What is needed is an exact copy of the line with "the hillside town" and all lines that follow it in the entries below, the last line included.

(Beginning of EXTRACTED MATERIAL)

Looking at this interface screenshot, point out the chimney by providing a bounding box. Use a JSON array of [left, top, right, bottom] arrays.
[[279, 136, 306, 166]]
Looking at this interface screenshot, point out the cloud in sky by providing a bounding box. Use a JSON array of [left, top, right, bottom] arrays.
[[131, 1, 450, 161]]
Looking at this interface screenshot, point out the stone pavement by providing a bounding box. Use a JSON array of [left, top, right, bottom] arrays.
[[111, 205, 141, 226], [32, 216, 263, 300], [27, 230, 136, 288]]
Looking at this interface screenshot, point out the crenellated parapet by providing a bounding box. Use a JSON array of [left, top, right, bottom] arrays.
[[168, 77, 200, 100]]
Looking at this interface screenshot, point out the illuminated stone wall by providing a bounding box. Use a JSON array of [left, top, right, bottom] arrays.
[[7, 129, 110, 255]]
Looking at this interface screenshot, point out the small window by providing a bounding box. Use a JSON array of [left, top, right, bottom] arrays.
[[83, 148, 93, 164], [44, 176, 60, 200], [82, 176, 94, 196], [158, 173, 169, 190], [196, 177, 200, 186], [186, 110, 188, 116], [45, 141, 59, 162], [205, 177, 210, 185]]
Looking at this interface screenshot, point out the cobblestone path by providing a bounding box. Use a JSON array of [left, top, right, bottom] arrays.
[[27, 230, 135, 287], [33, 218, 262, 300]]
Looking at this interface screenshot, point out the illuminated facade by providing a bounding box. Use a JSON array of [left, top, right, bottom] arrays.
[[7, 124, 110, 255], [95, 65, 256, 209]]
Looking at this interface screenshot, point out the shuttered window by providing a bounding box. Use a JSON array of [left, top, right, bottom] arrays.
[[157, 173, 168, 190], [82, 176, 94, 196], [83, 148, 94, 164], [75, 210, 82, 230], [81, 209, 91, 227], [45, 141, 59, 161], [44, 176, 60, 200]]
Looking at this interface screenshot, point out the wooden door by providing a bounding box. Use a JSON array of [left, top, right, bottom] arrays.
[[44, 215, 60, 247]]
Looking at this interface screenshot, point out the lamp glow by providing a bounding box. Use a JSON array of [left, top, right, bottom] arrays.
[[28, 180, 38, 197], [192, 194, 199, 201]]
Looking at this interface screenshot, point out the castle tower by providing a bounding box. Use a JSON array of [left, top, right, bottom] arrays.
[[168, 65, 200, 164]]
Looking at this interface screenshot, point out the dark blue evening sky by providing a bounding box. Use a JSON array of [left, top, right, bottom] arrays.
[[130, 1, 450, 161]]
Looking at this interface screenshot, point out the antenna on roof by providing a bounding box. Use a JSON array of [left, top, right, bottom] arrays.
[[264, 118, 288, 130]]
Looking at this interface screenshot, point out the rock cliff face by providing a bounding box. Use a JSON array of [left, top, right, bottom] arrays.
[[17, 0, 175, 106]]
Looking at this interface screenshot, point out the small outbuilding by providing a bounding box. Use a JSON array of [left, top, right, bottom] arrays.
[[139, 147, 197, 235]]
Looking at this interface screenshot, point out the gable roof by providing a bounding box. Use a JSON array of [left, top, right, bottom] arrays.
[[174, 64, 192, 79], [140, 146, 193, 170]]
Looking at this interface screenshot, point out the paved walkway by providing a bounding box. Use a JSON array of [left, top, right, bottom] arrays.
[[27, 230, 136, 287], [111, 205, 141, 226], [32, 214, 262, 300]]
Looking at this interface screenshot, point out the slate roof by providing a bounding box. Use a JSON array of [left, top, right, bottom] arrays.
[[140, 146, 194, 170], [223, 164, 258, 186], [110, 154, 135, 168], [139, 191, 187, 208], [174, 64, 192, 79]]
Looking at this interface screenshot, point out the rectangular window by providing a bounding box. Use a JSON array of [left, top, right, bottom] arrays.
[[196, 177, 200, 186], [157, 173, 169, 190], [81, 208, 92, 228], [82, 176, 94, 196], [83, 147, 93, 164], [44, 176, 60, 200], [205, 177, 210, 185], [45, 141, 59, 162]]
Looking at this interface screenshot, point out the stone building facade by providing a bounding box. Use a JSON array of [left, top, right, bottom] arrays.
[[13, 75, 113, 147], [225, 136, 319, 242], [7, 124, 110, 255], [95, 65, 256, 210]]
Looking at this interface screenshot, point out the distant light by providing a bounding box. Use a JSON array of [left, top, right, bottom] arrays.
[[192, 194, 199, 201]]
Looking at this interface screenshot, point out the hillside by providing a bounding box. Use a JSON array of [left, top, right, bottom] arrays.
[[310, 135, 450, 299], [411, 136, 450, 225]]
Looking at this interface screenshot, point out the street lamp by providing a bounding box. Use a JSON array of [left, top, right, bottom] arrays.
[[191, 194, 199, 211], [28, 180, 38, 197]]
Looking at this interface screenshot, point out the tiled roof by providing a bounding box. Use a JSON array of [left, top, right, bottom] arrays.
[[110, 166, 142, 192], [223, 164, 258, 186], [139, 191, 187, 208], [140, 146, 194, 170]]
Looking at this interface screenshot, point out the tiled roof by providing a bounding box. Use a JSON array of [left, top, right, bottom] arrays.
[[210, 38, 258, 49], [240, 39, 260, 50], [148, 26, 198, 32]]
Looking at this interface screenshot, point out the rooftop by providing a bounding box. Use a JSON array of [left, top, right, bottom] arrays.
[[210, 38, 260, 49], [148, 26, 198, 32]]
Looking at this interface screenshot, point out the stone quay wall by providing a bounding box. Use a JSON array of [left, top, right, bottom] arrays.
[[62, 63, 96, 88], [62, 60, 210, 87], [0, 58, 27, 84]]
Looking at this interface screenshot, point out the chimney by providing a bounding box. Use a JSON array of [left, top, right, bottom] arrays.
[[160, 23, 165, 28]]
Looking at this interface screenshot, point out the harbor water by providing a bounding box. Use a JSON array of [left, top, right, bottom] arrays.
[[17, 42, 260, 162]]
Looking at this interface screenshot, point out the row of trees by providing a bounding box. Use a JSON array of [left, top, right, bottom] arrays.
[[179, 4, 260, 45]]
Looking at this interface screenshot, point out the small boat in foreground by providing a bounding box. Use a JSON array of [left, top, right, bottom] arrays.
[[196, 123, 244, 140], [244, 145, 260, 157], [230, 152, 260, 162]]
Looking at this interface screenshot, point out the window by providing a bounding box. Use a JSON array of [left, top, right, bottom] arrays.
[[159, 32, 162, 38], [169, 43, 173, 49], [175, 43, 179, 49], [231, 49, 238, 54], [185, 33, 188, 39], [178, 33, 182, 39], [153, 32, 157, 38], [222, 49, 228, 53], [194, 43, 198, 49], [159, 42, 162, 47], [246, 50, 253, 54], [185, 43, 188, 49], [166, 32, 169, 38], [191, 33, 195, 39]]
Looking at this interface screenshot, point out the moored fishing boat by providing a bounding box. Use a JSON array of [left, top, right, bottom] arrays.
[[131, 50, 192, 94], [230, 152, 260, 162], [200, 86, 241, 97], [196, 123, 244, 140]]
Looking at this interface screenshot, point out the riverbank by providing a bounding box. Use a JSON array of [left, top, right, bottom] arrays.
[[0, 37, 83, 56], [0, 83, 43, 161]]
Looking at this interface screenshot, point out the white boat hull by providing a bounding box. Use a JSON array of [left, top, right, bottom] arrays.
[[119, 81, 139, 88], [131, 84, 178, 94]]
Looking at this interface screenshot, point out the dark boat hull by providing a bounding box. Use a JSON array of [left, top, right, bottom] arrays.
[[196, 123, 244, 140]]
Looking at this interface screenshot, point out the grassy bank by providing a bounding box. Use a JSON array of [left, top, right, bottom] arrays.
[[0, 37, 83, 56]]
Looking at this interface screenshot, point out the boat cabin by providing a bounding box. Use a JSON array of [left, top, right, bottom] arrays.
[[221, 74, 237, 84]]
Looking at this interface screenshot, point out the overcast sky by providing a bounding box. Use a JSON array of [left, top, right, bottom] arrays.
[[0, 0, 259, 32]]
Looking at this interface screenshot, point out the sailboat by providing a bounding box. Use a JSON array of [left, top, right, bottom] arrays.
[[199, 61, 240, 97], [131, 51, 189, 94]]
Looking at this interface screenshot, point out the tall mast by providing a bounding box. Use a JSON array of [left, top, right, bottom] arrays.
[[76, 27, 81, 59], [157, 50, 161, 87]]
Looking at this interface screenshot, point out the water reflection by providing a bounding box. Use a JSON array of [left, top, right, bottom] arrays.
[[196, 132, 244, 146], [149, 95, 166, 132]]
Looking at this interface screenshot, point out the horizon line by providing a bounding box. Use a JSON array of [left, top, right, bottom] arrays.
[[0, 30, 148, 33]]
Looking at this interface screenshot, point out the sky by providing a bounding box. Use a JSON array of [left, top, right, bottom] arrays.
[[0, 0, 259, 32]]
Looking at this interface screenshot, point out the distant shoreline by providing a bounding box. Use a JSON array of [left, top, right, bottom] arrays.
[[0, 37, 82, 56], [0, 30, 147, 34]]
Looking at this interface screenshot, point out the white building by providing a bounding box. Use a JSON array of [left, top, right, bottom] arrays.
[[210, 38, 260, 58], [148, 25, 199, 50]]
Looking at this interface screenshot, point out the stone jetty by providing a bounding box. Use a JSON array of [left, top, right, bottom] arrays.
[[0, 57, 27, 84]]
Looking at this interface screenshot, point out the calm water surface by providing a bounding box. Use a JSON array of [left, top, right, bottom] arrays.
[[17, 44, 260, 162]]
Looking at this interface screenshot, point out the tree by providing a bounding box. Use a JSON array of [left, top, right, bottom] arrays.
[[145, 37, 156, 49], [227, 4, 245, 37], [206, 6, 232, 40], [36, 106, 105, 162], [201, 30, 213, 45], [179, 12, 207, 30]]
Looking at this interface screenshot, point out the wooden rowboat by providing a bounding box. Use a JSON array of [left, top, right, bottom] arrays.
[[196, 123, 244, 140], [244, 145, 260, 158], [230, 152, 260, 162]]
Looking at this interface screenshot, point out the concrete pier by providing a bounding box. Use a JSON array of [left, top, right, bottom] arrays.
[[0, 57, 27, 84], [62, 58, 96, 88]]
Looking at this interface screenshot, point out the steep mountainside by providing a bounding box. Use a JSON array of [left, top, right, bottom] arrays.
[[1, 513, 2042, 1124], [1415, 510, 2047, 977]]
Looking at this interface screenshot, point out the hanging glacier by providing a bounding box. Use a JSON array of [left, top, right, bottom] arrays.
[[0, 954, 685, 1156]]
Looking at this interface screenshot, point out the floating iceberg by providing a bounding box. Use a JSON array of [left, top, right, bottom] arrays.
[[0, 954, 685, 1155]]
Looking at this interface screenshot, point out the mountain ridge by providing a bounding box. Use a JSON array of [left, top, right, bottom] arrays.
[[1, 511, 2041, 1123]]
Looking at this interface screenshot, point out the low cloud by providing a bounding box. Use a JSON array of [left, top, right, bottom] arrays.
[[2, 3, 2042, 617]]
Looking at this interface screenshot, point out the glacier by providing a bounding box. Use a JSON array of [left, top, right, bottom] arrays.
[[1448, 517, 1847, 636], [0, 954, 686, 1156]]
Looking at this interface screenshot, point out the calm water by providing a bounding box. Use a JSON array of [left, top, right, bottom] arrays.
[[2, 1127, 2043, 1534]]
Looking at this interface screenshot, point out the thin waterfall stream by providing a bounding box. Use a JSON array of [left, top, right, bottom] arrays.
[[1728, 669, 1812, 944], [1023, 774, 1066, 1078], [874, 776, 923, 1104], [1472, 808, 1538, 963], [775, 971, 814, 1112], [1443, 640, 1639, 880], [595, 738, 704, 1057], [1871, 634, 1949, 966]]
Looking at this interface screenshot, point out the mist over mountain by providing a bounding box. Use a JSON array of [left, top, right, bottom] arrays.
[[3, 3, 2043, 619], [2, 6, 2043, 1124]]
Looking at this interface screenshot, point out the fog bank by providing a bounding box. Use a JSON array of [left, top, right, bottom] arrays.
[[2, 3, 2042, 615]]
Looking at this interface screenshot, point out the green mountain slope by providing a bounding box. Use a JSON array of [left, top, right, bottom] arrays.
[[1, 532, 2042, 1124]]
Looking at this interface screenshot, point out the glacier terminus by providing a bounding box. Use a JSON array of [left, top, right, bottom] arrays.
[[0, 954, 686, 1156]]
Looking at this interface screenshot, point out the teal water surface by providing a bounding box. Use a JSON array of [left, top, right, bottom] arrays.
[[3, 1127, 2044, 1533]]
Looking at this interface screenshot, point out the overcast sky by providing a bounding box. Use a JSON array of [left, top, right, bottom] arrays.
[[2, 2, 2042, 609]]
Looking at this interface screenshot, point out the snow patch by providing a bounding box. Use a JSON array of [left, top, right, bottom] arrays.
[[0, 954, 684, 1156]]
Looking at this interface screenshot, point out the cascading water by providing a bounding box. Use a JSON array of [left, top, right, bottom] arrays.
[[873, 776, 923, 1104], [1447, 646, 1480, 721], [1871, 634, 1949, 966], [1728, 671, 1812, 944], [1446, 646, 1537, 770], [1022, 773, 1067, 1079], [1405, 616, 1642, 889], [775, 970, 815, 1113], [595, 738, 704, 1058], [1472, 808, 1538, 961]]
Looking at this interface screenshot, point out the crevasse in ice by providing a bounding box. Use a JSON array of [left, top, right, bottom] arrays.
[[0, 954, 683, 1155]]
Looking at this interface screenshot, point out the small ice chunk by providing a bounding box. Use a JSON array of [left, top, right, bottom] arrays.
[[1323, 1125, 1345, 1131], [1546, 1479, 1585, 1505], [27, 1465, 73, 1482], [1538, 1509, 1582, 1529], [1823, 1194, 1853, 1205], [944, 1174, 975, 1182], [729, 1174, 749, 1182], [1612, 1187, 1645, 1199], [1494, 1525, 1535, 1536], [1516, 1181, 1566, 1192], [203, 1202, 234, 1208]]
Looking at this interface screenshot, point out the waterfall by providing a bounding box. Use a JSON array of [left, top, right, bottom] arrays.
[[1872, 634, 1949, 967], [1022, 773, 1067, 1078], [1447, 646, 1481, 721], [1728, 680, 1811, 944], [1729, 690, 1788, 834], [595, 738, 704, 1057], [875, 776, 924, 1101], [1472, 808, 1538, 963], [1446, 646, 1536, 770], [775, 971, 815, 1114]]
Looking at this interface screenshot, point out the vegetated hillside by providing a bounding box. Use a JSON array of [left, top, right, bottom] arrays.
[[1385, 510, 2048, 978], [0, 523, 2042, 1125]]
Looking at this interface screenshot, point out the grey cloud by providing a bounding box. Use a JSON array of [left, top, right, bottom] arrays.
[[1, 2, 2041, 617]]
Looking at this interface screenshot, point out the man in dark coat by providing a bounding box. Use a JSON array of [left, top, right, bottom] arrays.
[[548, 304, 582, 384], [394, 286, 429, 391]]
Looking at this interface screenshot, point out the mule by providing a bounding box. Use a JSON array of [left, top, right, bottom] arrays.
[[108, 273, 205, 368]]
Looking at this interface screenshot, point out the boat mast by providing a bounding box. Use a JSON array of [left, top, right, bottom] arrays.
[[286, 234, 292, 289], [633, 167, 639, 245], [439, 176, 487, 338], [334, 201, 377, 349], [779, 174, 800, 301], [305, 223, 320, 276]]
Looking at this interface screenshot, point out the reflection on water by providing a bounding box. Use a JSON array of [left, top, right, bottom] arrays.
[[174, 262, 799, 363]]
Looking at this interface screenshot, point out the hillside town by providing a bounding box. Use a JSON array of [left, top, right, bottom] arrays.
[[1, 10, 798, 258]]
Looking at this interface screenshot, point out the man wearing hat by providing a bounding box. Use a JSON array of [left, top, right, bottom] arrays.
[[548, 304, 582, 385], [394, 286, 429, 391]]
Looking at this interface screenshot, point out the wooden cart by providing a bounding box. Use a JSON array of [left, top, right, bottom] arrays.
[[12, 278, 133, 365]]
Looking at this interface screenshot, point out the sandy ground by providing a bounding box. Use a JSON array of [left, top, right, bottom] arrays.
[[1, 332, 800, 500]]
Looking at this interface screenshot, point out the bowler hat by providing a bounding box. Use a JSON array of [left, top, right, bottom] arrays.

(End of EXTRACTED MATERIAL)

=== COMPLETED TASK ===
Looking at this interface screenshot, point out the hillside town by providing a bounding box. Use a JSON array of [left, top, right, bottom] arrays.
[[1, 10, 798, 258]]
Looking at this interface screenshot, point out the man wearing hat by providing a bounding box. Use a JSON array of [left, top, right, bottom] arrays.
[[548, 304, 582, 385], [394, 286, 429, 391]]
Looking at this interface screenshot, point out the wooden cart by providing a bounding box. Use a JSON array of [left, top, right, bottom] arrays.
[[12, 278, 133, 365]]
Looking at this interface screenshot, point out the sandy ground by providing a bounding box. Use a JSON array of [left, top, right, bottom] arrays.
[[1, 332, 800, 500]]
Looking at this interface screenshot, point out the bowler hat by providing a bounding box. Use a JSON array of [left, top, right, bottom] arrays.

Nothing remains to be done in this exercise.